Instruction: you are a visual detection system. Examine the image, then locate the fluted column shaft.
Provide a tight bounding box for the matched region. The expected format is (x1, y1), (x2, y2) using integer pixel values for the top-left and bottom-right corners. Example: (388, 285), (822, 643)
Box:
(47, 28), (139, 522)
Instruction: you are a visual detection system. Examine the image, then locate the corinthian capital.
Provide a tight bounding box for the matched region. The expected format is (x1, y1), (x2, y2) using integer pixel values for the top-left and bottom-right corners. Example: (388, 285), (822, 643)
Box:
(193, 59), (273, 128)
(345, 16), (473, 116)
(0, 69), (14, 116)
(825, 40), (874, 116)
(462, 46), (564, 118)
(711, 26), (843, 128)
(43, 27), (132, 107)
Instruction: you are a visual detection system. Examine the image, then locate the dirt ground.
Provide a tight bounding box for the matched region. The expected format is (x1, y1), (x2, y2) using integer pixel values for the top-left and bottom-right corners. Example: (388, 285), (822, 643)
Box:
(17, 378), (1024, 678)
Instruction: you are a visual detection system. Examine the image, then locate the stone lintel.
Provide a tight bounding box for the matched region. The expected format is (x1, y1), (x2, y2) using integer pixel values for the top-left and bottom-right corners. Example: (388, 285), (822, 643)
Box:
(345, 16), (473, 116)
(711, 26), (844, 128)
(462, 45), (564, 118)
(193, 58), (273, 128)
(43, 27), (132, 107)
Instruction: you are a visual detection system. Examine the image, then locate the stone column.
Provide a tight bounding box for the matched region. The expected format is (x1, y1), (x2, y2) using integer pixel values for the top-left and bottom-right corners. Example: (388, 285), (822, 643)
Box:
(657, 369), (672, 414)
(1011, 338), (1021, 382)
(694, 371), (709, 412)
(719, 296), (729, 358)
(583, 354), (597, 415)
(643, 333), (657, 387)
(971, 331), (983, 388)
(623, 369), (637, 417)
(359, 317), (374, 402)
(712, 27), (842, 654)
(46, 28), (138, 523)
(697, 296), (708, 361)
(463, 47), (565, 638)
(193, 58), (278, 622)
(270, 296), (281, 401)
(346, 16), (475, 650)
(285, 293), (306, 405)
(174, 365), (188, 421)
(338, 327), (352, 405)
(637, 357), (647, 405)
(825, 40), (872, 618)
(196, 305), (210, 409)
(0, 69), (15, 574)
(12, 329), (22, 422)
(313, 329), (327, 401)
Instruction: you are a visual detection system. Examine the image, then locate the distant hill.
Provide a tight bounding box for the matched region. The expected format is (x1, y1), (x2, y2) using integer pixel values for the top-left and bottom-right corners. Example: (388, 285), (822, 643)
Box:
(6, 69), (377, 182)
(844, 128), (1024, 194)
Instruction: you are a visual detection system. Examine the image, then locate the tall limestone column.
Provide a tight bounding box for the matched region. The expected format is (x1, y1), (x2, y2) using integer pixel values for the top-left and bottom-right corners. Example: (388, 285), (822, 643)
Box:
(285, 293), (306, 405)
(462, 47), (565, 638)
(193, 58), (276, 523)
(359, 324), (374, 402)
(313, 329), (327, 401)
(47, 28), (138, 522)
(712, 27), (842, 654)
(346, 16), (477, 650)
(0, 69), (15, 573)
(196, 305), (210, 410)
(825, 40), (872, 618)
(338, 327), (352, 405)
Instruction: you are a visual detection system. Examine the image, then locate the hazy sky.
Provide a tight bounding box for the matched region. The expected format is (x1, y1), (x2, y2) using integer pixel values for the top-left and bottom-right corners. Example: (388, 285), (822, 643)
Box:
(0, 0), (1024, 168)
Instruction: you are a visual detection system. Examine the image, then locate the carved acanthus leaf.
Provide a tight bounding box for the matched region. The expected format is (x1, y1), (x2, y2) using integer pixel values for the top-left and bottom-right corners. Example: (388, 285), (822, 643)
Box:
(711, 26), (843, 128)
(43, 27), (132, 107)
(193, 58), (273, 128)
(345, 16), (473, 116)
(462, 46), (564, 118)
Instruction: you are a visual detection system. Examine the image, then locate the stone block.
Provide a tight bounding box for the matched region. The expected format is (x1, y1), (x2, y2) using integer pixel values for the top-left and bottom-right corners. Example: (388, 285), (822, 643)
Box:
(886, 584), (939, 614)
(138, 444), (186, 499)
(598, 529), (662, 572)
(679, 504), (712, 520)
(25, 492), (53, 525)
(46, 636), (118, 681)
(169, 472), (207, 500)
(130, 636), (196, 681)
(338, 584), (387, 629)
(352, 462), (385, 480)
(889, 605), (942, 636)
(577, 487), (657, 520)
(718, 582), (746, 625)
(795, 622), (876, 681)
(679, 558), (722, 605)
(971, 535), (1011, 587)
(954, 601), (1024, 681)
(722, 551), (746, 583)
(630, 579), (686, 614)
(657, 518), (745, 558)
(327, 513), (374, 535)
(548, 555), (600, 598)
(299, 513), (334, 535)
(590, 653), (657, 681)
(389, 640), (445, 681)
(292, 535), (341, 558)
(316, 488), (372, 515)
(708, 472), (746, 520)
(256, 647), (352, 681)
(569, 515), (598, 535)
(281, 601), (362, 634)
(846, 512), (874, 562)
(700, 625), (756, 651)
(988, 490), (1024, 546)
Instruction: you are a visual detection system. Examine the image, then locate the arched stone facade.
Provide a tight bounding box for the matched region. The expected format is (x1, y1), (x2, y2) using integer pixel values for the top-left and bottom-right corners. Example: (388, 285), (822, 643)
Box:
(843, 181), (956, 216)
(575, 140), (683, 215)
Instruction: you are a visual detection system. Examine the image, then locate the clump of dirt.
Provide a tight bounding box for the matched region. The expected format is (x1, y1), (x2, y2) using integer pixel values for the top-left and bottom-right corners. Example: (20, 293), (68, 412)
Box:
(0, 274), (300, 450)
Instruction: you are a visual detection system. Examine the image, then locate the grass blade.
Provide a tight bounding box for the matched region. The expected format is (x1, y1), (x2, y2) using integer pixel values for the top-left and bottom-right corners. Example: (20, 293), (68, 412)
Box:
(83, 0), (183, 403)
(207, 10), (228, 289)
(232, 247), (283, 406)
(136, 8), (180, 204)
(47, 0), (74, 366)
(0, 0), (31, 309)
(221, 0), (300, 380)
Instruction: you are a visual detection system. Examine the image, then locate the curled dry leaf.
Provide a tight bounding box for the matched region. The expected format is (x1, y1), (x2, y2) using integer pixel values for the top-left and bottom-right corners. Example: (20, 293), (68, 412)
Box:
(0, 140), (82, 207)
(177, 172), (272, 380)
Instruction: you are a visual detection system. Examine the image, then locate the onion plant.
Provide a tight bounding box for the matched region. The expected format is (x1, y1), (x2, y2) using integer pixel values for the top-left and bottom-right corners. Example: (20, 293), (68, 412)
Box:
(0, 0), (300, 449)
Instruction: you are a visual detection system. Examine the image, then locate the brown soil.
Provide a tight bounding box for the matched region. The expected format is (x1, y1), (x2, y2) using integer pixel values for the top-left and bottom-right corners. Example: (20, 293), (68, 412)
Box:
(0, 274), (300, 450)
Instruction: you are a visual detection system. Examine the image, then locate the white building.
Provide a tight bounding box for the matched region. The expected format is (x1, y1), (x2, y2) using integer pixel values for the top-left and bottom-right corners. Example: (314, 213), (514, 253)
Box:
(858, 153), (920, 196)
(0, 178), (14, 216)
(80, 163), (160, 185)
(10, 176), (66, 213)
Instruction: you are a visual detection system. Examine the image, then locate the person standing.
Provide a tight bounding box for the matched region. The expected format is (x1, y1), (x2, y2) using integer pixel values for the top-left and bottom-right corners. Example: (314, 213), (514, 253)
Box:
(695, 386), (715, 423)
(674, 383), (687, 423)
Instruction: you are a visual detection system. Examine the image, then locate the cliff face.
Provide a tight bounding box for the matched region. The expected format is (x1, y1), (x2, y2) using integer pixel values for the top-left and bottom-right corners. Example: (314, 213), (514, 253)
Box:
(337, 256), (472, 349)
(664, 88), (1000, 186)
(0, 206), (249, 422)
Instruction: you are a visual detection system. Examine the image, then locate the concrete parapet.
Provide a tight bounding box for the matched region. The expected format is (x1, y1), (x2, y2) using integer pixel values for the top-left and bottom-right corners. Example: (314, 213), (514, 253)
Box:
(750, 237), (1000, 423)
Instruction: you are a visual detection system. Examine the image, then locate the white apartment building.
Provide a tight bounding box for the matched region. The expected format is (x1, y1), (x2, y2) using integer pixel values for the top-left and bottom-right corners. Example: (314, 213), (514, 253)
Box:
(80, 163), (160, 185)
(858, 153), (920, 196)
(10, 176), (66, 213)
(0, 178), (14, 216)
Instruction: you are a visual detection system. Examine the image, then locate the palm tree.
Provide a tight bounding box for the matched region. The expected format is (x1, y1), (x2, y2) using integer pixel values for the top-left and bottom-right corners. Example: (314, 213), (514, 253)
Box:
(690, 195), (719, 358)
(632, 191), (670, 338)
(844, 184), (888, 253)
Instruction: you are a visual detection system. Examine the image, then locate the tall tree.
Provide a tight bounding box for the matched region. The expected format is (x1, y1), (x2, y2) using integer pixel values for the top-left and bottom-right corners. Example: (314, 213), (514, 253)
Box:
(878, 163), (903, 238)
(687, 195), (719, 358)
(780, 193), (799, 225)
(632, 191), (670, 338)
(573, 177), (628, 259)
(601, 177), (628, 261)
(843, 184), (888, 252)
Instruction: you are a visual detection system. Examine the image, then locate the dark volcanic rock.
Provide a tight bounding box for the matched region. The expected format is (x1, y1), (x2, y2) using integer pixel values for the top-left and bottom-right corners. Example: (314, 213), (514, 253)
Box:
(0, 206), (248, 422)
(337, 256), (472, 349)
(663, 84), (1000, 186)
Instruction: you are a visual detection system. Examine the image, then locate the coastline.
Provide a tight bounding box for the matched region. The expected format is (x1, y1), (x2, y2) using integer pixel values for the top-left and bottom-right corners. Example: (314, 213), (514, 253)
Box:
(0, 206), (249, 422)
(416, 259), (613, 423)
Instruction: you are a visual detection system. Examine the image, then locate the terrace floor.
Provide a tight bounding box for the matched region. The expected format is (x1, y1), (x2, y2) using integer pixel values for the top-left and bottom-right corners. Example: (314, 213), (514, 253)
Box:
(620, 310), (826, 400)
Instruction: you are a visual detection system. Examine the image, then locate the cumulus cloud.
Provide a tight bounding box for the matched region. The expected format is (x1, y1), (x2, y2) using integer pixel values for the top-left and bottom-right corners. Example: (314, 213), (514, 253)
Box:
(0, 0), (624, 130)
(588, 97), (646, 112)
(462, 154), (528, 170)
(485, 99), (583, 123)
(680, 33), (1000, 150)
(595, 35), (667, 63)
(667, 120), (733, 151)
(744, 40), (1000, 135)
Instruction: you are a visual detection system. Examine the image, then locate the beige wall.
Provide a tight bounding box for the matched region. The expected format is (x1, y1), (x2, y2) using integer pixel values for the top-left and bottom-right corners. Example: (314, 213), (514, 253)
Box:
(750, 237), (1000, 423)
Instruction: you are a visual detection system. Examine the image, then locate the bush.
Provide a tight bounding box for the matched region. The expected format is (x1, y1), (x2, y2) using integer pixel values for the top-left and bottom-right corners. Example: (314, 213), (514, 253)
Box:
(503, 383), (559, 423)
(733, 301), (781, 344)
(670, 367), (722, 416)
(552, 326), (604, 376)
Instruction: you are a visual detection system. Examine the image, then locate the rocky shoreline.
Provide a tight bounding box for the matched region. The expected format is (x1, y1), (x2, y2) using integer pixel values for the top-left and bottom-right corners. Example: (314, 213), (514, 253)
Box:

= The request =
Could you write out the items again from the line with "the hazy sky." to the line with "(0, 0), (1024, 168)", both lines included and nothing else, scaling each box coordinate in the answers by 2.15 and rounding to the nearest whole number, with halves rounded up? The requests, including their format samples, stay unchanged.

= Exercise solution =
Instruction: you are a visual detection system. Examine the image, then locate the hazy sky.
Provide a tight bounding box for the matched region. The expected format is (x1, y1), (x2, y2) using integer pixel values for the top-left and bottom-right corners. Example: (388, 285), (822, 643)
Box:
(0, 0), (2202, 361)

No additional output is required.